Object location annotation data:
◇ ◇ ◇ ◇ ◇ ◇ ◇
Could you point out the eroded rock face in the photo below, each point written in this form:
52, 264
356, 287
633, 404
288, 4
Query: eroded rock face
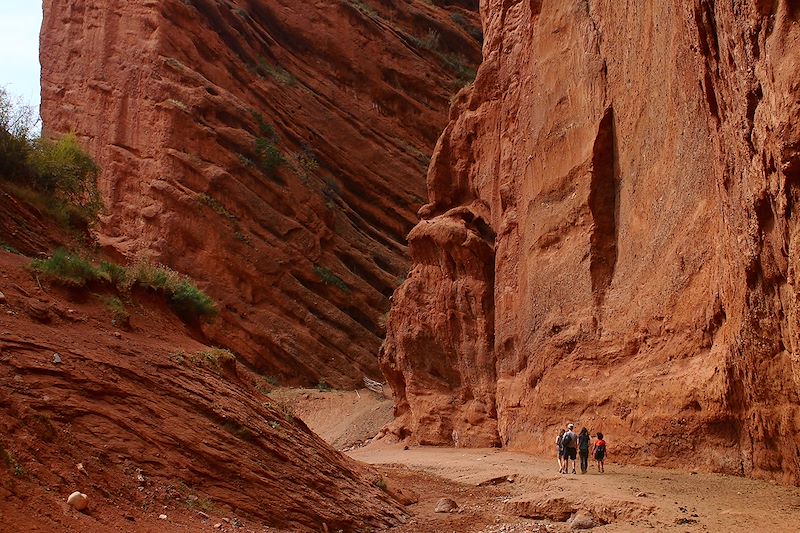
189, 108
611, 234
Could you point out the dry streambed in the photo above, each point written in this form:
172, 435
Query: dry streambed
504, 491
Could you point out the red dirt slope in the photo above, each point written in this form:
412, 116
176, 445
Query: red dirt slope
171, 96
156, 428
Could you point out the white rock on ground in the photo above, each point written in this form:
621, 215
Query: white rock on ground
582, 521
445, 505
78, 501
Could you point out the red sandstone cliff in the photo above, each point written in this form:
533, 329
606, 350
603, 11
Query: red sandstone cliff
188, 105
611, 239
156, 425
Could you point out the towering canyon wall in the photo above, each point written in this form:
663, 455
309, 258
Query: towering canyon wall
189, 107
612, 240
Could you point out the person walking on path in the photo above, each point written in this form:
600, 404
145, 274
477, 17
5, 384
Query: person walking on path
599, 452
560, 450
570, 443
583, 449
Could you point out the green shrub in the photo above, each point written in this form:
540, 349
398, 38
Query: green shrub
63, 169
214, 358
268, 156
186, 299
55, 176
277, 73
192, 304
66, 268
429, 41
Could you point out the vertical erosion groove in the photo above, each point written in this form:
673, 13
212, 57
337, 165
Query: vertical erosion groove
603, 205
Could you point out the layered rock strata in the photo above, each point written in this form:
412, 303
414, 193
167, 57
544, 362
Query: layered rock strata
273, 150
611, 239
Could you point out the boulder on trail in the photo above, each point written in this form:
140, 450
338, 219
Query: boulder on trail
78, 501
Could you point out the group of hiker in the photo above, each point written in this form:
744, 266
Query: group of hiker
570, 445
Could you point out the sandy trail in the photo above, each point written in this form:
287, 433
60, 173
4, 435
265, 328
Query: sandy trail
628, 498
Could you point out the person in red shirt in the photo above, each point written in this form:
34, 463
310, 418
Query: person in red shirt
599, 452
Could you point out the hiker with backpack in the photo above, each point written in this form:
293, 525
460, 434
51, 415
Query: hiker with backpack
570, 443
599, 452
583, 449
560, 450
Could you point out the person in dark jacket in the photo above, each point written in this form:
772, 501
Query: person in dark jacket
599, 450
583, 449
560, 449
570, 443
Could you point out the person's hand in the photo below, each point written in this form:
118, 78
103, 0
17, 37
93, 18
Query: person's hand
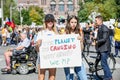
10, 49
79, 38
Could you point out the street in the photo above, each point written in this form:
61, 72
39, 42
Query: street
60, 72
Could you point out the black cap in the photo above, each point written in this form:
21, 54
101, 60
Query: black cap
49, 17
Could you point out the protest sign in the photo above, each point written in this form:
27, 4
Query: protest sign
60, 51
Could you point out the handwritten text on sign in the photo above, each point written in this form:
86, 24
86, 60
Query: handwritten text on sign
60, 51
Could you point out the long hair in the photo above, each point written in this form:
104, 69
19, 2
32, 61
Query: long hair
54, 28
68, 28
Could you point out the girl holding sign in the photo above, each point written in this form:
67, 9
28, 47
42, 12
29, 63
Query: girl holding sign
49, 30
73, 27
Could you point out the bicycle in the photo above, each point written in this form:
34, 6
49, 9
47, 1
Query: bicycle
87, 44
97, 68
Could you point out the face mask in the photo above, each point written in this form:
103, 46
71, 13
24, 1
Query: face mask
118, 25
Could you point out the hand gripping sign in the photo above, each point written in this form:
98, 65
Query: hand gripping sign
60, 51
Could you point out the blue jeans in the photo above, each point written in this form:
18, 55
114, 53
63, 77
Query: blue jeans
117, 47
80, 72
111, 40
106, 69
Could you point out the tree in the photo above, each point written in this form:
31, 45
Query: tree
108, 9
26, 17
36, 15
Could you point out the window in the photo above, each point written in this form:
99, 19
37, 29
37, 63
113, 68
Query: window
53, 5
61, 6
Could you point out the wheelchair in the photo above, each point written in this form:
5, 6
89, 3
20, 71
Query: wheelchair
23, 62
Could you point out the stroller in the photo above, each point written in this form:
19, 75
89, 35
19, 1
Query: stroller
24, 61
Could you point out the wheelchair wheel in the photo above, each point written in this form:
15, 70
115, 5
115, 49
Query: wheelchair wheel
23, 69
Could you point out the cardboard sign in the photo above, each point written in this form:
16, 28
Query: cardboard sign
60, 51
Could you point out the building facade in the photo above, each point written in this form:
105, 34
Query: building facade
59, 8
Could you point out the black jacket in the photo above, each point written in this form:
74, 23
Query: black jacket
103, 40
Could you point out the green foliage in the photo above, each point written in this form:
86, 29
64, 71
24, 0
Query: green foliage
107, 8
26, 17
6, 7
36, 15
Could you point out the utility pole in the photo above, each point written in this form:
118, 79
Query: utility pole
2, 13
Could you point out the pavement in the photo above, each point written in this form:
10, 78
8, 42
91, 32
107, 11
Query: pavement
59, 74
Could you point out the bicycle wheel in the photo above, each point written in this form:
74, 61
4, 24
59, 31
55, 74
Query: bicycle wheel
99, 70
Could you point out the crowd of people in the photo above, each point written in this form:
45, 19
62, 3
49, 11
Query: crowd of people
95, 33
◇ ◇ ◇ ◇ ◇ ◇ ◇
__Stated exercise__
Convert the data above into a JSON list of strings, one string per line, leaving out blank lines and the pictures.

__Answer in full__
[
  "Could you point out the eroded rock face in the photo below, each point written in this form:",
  "52, 264",
  "356, 287",
  "633, 404",
  "288, 4",
  "Query: eroded rock face",
  "189, 108",
  "611, 234",
  "Could you point out the dry streambed in the photo above, each point written in this form:",
  "172, 435",
  "Query: dry streambed",
  "504, 491",
  "Could you point out the red dirt slope in the photo above, each point written in this form:",
  "412, 116",
  "176, 445",
  "Query: red dirt slope",
  "171, 96",
  "156, 428",
  "Could you point out the white rock on ground in the photo above, each point written in this form:",
  "621, 215",
  "Query: white rock on ground",
  "582, 521",
  "445, 505",
  "78, 501",
  "Could you point out the red sandstone cliff in the photo above, each point written in this form:",
  "533, 329",
  "606, 350",
  "603, 11",
  "Query: red sandstone cliff",
  "188, 105",
  "611, 239",
  "156, 425",
  "Could you point out the towering canyon wall in the photo above, each point written in this form:",
  "663, 455",
  "309, 258",
  "Query: towering canyon wall",
  "189, 107",
  "612, 240",
  "Could you point out the person walking on path in the photo above, each point written in this form:",
  "600, 404",
  "145, 274",
  "477, 17",
  "5, 384",
  "Query: person walking on path",
  "599, 452",
  "560, 450",
  "570, 443",
  "583, 449",
  "Could you point out the green shrub in the photo above, each point written in this form:",
  "540, 349",
  "398, 38",
  "Query: green shrub",
  "63, 169",
  "214, 358",
  "268, 156",
  "186, 299",
  "55, 176",
  "277, 73",
  "192, 304",
  "66, 268",
  "429, 41",
  "Could you point out the vertical erosion groove in the photo above, each point written in this form:",
  "673, 13",
  "212, 57",
  "337, 165",
  "Query: vertical erosion groove",
  "603, 205",
  "Could you point out the layered rock strata in the photo above, each point written in this form:",
  "412, 303",
  "414, 193",
  "167, 57",
  "544, 362",
  "Query: layered rock strata",
  "273, 150",
  "611, 239",
  "Could you point out the boulder on trail in the photo above, each point written in this form:",
  "140, 450",
  "338, 219",
  "Query: boulder on trail",
  "78, 501",
  "Could you point out the group of hiker in the photo above, each point written in this form:",
  "744, 266",
  "Query: group of hiker",
  "570, 445",
  "Could you point out the sandy trail in the photo above, each point written in this form:",
  "287, 433",
  "60, 173",
  "4, 435",
  "265, 328",
  "Query: sandy trail",
  "628, 498",
  "Could you point out the person in red shirt in the photo above, each point written in this form:",
  "34, 463",
  "310, 418",
  "Query: person in red shirt",
  "599, 452",
  "Could you point out the hiker with backpack in the photo above, each point written in this form:",
  "293, 525",
  "460, 434",
  "51, 415",
  "Query: hiker with backpack",
  "570, 443",
  "599, 452",
  "583, 449",
  "560, 450",
  "Could you point out the person in dark jacket in the photo above, each point written in this form:",
  "772, 501",
  "Query: person in dark jacket",
  "599, 450",
  "583, 449",
  "560, 449",
  "570, 443",
  "Could you point out the person's hand in the photo below, each point written in this form:",
  "118, 78",
  "103, 0",
  "17, 37",
  "93, 18",
  "Query: person's hand",
  "10, 49",
  "79, 38",
  "Could you point out the street in the photo above, each point written in this form:",
  "61, 72",
  "39, 42",
  "Query: street",
  "60, 72",
  "Could you point out the black cap in the photo above, each point written in this form:",
  "21, 54",
  "101, 60",
  "Query: black cap",
  "49, 17",
  "Could you point out the protest sign in the photo above, each point written in this form:",
  "27, 4",
  "Query: protest sign",
  "60, 51",
  "Could you point out the handwritten text on sign in the photo above, each point written in this form:",
  "86, 24",
  "86, 60",
  "Query: handwritten text on sign",
  "60, 51",
  "Could you point out the long hair in the photo above, each point written in this form:",
  "104, 69",
  "19, 2",
  "32, 61",
  "Query: long hair",
  "54, 28",
  "68, 28",
  "Could you point out the girl holding sign in the photo above, each point written in this form:",
  "67, 9",
  "28, 47",
  "42, 12",
  "29, 63",
  "Query: girl holding sign",
  "49, 30",
  "73, 27",
  "Could you point out the bicycle in the photo above, each point written in this form:",
  "34, 6",
  "49, 9",
  "47, 1",
  "Query: bicycle",
  "87, 44",
  "97, 68",
  "Could you point out the face mask in the photo above, each point written in this form:",
  "103, 46",
  "71, 13",
  "24, 1",
  "Query: face mask",
  "118, 25",
  "Could you point out the hand gripping sign in the photo above, each point written in this form:",
  "98, 65",
  "Query: hand gripping sign",
  "60, 51",
  "Could you point out the blue jeans in the photo above, each point written in this form:",
  "18, 55",
  "114, 53",
  "63, 77",
  "Query: blue jeans",
  "117, 47",
  "80, 72",
  "111, 40",
  "106, 69",
  "Could you point out the tree in the photo above, each point written in this form:",
  "31, 45",
  "Query: tree",
  "108, 9",
  "26, 17",
  "36, 15",
  "Could you point out the window in the photo above, each point written in this form:",
  "99, 19",
  "37, 29",
  "37, 63",
  "113, 68",
  "Query: window",
  "53, 5",
  "61, 6",
  "Could you point out the wheelchair in the photo above, each point written in this form:",
  "5, 6",
  "89, 3",
  "20, 71",
  "Query: wheelchair",
  "23, 62",
  "Could you point out the stroller in the photo above, each point written in this form:",
  "19, 75",
  "89, 35",
  "19, 1",
  "Query: stroller",
  "24, 61",
  "Could you point out the wheelchair wheel in the photo above, each point written in this form:",
  "15, 70",
  "115, 5",
  "115, 49",
  "Query: wheelchair wheel",
  "23, 69",
  "Could you point out the cardboard sign in the photo above, each point written in this form:",
  "16, 28",
  "Query: cardboard sign",
  "60, 51",
  "Could you point out the building facade in the photo above, each point written in this form:",
  "105, 34",
  "Query: building facade",
  "59, 8",
  "Could you point out the black jacket in the photo above, each point written in this form:",
  "74, 23",
  "Query: black jacket",
  "103, 40",
  "Could you point out the green foliage in the photo above, each point written in this form:",
  "86, 29",
  "64, 71",
  "24, 0",
  "Query: green foliage",
  "107, 8",
  "26, 17",
  "6, 7",
  "36, 15",
  "Could you point out the utility pole in the photo above, each point written in this form:",
  "118, 79",
  "Query: utility pole",
  "2, 13",
  "Could you point out the pavement in the photo above, each point written in this form:",
  "10, 78",
  "8, 42",
  "91, 32",
  "107, 11",
  "Query: pavement",
  "59, 74",
  "Could you point out the bicycle wheel in the photo above, each point written in this form:",
  "74, 61",
  "4, 24",
  "59, 31",
  "55, 74",
  "Query: bicycle wheel",
  "99, 70",
  "Could you point out the crowd of people in the photo above, each point written in this form:",
  "45, 19",
  "62, 3",
  "49, 11",
  "Query: crowd of people",
  "95, 33"
]